Stored entries:
::::
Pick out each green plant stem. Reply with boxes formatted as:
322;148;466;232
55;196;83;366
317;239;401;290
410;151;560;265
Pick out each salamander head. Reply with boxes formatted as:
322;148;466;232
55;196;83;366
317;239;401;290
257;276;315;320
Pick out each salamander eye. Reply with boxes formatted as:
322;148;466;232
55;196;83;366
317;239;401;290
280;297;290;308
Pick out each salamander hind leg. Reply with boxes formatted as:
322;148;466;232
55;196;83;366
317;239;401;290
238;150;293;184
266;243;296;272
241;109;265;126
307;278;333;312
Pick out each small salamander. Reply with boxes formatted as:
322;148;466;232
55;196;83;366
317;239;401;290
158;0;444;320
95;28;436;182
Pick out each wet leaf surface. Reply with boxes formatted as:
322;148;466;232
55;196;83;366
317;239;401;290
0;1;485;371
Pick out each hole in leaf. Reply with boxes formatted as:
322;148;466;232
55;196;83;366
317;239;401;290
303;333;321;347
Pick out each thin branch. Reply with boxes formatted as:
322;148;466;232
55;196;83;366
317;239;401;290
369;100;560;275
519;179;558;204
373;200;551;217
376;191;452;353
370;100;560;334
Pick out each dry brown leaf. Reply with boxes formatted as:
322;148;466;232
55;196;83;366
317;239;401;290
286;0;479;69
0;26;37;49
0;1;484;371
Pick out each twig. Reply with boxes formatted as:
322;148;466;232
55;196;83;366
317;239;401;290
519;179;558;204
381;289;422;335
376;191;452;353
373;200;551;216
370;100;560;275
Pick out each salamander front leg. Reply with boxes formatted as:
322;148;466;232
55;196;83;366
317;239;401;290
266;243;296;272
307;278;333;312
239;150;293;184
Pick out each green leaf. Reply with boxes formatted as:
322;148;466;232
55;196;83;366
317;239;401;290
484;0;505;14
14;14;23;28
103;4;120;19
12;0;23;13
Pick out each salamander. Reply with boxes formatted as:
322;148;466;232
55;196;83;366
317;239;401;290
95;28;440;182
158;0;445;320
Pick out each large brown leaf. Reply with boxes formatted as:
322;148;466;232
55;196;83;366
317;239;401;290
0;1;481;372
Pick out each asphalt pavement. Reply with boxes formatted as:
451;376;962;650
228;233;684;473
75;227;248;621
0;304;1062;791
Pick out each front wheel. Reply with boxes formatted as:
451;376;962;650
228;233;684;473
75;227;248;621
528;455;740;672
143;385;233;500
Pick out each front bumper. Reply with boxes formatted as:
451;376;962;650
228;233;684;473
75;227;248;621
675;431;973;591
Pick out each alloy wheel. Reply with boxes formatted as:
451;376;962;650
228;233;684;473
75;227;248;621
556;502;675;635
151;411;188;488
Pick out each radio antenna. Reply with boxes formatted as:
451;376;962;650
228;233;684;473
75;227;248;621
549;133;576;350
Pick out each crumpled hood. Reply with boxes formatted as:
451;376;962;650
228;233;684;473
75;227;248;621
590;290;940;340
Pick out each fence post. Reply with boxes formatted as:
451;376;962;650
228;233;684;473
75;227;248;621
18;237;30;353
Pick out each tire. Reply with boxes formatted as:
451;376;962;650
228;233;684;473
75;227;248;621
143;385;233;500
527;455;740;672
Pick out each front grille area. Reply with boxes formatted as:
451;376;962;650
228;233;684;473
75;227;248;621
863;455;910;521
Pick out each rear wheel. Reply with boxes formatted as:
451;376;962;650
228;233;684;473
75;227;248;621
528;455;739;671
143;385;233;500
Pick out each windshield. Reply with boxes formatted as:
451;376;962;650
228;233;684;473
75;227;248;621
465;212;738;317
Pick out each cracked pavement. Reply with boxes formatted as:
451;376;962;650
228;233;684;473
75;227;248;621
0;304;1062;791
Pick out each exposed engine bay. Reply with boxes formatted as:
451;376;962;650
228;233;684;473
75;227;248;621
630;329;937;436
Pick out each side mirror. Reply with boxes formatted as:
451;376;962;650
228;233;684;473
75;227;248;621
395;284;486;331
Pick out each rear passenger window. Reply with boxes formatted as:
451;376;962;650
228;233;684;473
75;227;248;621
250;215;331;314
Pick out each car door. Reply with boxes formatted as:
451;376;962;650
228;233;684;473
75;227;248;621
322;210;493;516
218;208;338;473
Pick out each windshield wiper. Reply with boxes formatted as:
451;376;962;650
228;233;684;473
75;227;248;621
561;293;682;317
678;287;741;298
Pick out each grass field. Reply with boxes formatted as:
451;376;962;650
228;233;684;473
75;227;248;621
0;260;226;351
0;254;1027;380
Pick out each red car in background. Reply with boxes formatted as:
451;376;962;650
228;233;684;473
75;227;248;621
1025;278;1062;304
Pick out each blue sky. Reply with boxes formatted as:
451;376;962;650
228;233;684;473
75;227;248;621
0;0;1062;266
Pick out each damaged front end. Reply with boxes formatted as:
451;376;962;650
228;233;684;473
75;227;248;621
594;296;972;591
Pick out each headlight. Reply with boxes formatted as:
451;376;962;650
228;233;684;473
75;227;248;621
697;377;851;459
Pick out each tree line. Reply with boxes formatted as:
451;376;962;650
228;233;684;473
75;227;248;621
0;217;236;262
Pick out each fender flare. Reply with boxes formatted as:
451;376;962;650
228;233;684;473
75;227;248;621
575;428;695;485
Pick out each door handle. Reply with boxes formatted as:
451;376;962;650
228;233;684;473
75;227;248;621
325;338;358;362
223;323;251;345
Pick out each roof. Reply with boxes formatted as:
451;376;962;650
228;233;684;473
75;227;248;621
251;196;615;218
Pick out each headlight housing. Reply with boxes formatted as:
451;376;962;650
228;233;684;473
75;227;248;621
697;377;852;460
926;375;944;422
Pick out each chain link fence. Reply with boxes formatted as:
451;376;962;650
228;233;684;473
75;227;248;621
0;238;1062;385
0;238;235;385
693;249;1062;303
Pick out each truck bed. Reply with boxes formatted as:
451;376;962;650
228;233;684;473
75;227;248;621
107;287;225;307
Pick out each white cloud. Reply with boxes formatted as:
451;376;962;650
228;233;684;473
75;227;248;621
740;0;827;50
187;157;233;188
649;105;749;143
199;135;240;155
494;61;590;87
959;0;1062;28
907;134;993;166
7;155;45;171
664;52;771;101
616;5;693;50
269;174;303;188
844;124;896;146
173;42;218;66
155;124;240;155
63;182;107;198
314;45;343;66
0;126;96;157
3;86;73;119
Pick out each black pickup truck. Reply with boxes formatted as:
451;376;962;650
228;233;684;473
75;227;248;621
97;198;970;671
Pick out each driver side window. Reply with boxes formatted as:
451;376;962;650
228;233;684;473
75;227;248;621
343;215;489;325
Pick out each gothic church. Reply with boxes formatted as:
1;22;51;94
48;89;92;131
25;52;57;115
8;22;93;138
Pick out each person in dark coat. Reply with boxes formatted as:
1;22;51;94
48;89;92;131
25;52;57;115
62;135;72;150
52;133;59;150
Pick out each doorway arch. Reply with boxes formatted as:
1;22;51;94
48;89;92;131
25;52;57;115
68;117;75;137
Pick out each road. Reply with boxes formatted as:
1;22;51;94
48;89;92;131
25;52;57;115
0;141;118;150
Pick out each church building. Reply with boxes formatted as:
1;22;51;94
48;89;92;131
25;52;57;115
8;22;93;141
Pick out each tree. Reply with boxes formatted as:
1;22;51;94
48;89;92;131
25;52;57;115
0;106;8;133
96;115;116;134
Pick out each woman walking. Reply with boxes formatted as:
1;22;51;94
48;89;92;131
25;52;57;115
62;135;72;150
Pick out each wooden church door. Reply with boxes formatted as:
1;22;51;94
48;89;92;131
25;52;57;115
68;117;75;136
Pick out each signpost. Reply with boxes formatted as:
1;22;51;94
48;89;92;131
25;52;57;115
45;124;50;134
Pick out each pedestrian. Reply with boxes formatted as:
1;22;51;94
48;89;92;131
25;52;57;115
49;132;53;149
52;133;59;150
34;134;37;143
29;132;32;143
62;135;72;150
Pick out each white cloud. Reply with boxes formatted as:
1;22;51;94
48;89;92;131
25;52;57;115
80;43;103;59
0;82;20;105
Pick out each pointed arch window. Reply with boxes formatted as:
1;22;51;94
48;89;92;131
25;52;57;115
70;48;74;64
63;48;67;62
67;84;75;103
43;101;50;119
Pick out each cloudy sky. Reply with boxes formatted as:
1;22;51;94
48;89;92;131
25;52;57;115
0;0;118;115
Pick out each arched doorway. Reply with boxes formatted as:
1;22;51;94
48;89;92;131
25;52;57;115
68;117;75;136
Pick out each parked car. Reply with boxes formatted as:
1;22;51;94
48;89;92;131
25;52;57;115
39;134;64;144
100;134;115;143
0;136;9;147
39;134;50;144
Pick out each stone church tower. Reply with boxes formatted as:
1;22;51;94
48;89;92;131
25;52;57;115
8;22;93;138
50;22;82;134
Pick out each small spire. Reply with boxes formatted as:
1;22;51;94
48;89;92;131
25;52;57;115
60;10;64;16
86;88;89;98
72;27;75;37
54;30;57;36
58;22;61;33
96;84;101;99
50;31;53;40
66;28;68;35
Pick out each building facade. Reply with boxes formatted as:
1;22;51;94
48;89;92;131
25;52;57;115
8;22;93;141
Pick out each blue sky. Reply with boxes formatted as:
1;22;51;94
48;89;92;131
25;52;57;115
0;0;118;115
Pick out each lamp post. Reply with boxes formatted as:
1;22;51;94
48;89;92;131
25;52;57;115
::::
## What to work on
Reproduce the lines of the records above verbatim, beginning at the line that contains "Pick out each radio" and stopping after the line that contains "678;287;741;298".

## Task output
Pick out each radio antenna. Reply with boxes formatted as:
451;376;962;650
228;233;684;473
75;227;248;621
549;133;576;350
Pick out each crumpled hood. Reply with boxes formatted as:
451;376;962;650
228;233;684;473
75;227;248;621
590;290;940;340
Pick out each fence post. Reply with boxes formatted as:
451;376;962;650
228;233;684;473
75;227;248;621
18;237;30;353
Pick out each tire. Reply with boxes formatted as:
451;376;962;650
228;233;684;473
75;227;248;621
143;385;233;500
527;455;740;672
Pick out each front grille area. Reply with boxes formatted as:
451;376;962;650
228;233;684;473
75;227;248;621
863;455;910;521
Pick out each rear wheel. Reply with boxes formatted as:
451;376;962;650
228;233;684;473
75;227;248;621
528;455;739;671
143;385;233;500
Pick out each windshield. Reply with boxes formatted as:
451;376;962;650
228;233;684;473
75;227;248;621
465;212;738;317
Pick out each cracked pavement. Reply with boxes formatted as:
451;376;962;650
228;233;684;473
75;227;248;621
0;304;1062;791
Pick out each exposed engine bay. Reply with boxes formatted as:
451;376;962;650
228;233;684;473
75;227;248;621
630;329;937;436
Pick out each side mirror. Reply with boxes formatted as:
451;376;962;650
228;233;684;473
75;227;248;621
395;284;486;331
Pick out each rear passenger window. Reply with boxes formatted as:
451;376;962;650
228;233;684;473
75;227;248;621
250;215;331;314
Pick out each car door. Reply with boxes formatted as:
451;376;962;650
228;233;684;473
75;227;248;621
322;210;493;516
218;208;338;473
Pick out each windshield wiper. Reply with boxes formatted as:
451;376;962;650
228;233;684;473
75;227;248;621
561;293;682;317
678;287;741;298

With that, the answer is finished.